--- Quoted passage ---
TechSpot means tech analysis and advice you can trust. Read our ethics statement.
WTF?! Most people would agree that when it comes to video games, being addictive is a good thing. That 'just one more go' feeling usually means players are enjoying themselves and want to experience more. But what if a title is too addictive? That's the accusation being directed at Fortnite and Epic Games, which is facing a lawsuit for "knowingly" making a game that's allegedly as hard to quit as cocaine.
Calex Légal, a law firm in Montreal, Canada, is preparing a class-action lawsuit against Epic Games. CBC reports that the legal notice was filed on behalf of the parents of two children, aged 10 and 15, and claims that playing Fortnite causes the brain to release dopamine in the same way as taking drugs such as cocaine, resulting in chemical addiction.
It's also claimed that Epic Games did all it could to make Fortnite as addictive as possible. "Epic Games, when they created Fortnite, for years and years, hired psychologists - they really dug into the human brain and they really made the effort to make it as addictive as possible," said Alessandra Esposito Chartrand, a Calex Légal attorney. "They knowingly put on the market a very, very addictive game which was also geared toward youth."
The firm said it was approached by the minors' parents, who said their children were addicted to the game. Chartrand is asking other parents who believe their children may be addicted to Fortnite to come forward.
Much of the case is based on a 2015 class-action lawsuit against tobacco companies, in which the Quebec Superior Court ruled that the firms didn't do enough to warn customers about the dangers of smoking. The new suit claims Epic Games knew Fortnite was dangerously addictive but failed to warn players of the risks.
--- Data extract ---
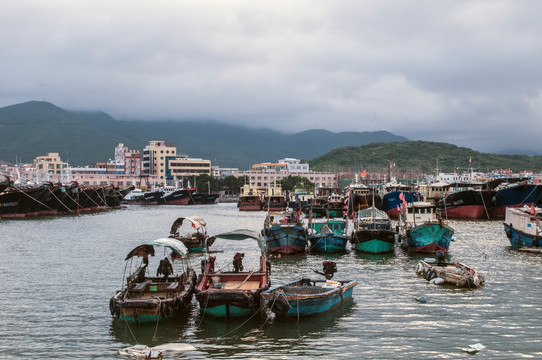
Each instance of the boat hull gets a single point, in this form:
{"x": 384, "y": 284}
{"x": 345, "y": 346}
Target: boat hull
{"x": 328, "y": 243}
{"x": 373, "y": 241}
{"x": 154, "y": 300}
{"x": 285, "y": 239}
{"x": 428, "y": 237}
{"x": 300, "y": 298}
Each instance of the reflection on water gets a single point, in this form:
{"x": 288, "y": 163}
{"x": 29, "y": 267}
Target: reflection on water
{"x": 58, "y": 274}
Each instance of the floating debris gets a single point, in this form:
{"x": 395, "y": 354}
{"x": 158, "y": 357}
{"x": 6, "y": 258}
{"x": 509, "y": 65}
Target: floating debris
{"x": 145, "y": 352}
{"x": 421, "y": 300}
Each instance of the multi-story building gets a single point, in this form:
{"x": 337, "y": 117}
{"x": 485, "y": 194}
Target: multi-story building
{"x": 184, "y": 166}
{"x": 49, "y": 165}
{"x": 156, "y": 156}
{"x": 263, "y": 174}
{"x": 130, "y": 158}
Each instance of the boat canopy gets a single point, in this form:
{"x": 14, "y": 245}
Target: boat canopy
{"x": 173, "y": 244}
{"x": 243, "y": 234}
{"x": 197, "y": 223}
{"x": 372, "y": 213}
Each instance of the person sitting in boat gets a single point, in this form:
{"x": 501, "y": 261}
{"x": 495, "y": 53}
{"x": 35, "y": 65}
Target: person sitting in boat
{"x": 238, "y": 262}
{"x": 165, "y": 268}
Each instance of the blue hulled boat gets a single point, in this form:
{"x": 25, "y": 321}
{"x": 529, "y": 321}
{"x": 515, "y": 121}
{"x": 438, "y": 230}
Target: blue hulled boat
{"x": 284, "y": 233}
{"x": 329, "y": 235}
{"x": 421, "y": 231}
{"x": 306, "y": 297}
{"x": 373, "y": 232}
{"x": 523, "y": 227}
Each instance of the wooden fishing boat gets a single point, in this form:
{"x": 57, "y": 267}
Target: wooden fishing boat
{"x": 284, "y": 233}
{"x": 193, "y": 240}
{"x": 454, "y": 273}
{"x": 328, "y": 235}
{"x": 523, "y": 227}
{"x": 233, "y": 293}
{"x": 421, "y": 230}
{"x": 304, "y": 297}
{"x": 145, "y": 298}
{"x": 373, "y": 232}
---
--- Data extract ---
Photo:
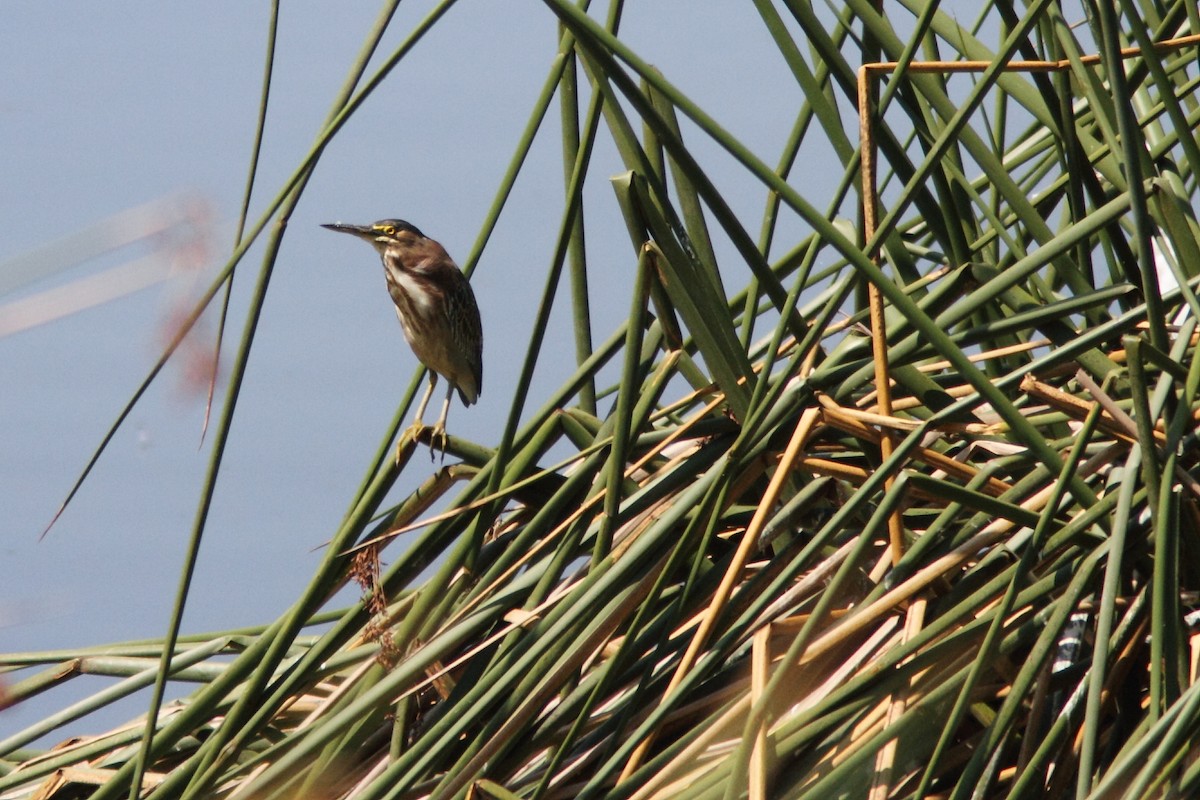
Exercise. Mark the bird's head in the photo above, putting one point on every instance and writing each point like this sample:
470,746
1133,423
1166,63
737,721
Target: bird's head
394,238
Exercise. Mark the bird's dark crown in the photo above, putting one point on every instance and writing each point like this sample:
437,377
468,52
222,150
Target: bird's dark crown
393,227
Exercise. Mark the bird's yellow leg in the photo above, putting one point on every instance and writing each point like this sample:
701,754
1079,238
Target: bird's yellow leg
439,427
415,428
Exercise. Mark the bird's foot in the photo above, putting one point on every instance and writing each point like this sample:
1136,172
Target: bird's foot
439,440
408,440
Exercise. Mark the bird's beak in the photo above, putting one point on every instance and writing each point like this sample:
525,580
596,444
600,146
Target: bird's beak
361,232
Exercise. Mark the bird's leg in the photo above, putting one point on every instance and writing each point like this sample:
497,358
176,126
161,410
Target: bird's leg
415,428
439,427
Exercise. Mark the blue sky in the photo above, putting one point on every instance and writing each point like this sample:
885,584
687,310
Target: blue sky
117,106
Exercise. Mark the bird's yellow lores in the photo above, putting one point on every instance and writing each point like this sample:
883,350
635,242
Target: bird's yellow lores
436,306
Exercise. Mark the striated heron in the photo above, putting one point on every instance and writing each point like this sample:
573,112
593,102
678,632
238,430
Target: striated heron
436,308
---
## Problem requirements
Copy out the entire article above about the Fortnite addiction lawsuit, word for word.

## Response
TechSpot means tech analysis and advice you can trust. Read our ethics statement.
WTF?! Most people would agree that when it comes to video games, being addictive is a good thing. That 'just one more go' feeling usually means players are enjoying themselves and want to experience more. But what if a title is too addictive? That's the accusation being directed at Fortnite and Epic Games, which is facing a lawsuit for "knowingly" making a game that's allegedly as hard to quit as cocaine.
Calex Légal, a law firm in Montreal, Canada, is preparing a class-action lawsuit against Epic Games. CBC reports that the legal notice was filed on behalf of the parents of two children, aged 10 and 15, and claims that playing Fortnite causes the brain to release dopamine in the same way as taking drugs such as cocaine, resulting in chemical addiction.
It's also claimed that Epic Games did all it could to make Fortnite as addictive as possible. "Epic Games, when they created Fortnite, for years and years, hired psychologists - they really dug into the human brain and they really made the effort to make it as addictive as possible," said Alessandra Esposito Chartrand, a Calex Légal attorney. "They knowingly put on the market a very, very addictive game which was also geared toward youth."
The firm said it was approached by the minors' parents, who said their children were addicted to the game. Chartrand is asking other parents who believe their children may be addicted to Fortnite to come forward.
Much of the case is based on a 2015 class-action lawsuit against tobacco companies, in which the Quebec Superior Court ruled that the firms didn't do enough to warn customers about the dangers of smoking. The new suit claims Epic Games knew Fortnite was dangerously addictive but failed to warn players of the risks.